• _What to do_
Exactly as they appear, reproduce the lines from the one holding "Tag purple eggplant." through the last line of the material below.

• _Provided records_
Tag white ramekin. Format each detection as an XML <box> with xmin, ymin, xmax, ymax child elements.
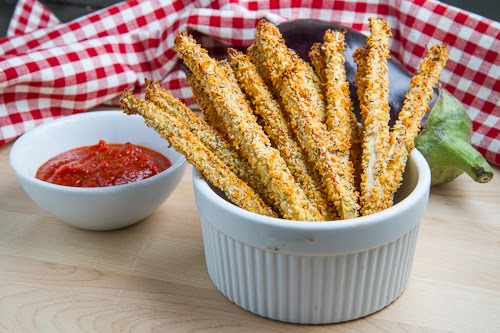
<box><xmin>192</xmin><ymin>150</ymin><xmax>430</xmax><ymax>324</ymax></box>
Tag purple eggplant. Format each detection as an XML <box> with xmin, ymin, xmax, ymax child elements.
<box><xmin>278</xmin><ymin>19</ymin><xmax>493</xmax><ymax>185</ymax></box>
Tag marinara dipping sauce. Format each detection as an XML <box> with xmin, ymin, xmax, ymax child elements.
<box><xmin>36</xmin><ymin>140</ymin><xmax>172</xmax><ymax>187</ymax></box>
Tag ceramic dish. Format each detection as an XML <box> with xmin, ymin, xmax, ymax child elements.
<box><xmin>10</xmin><ymin>110</ymin><xmax>187</xmax><ymax>230</ymax></box>
<box><xmin>193</xmin><ymin>149</ymin><xmax>430</xmax><ymax>323</ymax></box>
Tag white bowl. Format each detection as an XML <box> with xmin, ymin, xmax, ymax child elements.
<box><xmin>10</xmin><ymin>110</ymin><xmax>186</xmax><ymax>231</ymax></box>
<box><xmin>193</xmin><ymin>149</ymin><xmax>430</xmax><ymax>324</ymax></box>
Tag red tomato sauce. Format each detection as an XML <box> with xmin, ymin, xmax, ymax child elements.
<box><xmin>36</xmin><ymin>140</ymin><xmax>172</xmax><ymax>187</ymax></box>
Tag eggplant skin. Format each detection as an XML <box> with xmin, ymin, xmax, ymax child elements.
<box><xmin>277</xmin><ymin>19</ymin><xmax>437</xmax><ymax>125</ymax></box>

• _Expected answer_
Tag purple eggplant. Format each detection as an XML <box> with xmin, ymin, xmax, ymax child elements.
<box><xmin>278</xmin><ymin>19</ymin><xmax>493</xmax><ymax>185</ymax></box>
Tag marinara dipping sauce. Format each detection as an XML <box> with xmin, ymin, xmax, ymax child elements.
<box><xmin>36</xmin><ymin>140</ymin><xmax>172</xmax><ymax>187</ymax></box>
Tag ceramic dish. Format each detection as an XML <box> with xmin, ymin, xmax, ymax child elements.
<box><xmin>10</xmin><ymin>110</ymin><xmax>187</xmax><ymax>230</ymax></box>
<box><xmin>193</xmin><ymin>149</ymin><xmax>430</xmax><ymax>323</ymax></box>
Tag white bowl. Format each detection as an XML <box> with xmin, ymin, xmax, ymax child elements.
<box><xmin>10</xmin><ymin>110</ymin><xmax>186</xmax><ymax>231</ymax></box>
<box><xmin>193</xmin><ymin>149</ymin><xmax>430</xmax><ymax>324</ymax></box>
Tag red tomato sauce. Format each detection as an XML <box> with xmin, ymin, xmax, ymax child elements.
<box><xmin>36</xmin><ymin>140</ymin><xmax>172</xmax><ymax>187</ymax></box>
Tag eggplant skin. Format each detection as an XML <box> with xmin, ymin, xmax, ymax child elements.
<box><xmin>277</xmin><ymin>19</ymin><xmax>437</xmax><ymax>125</ymax></box>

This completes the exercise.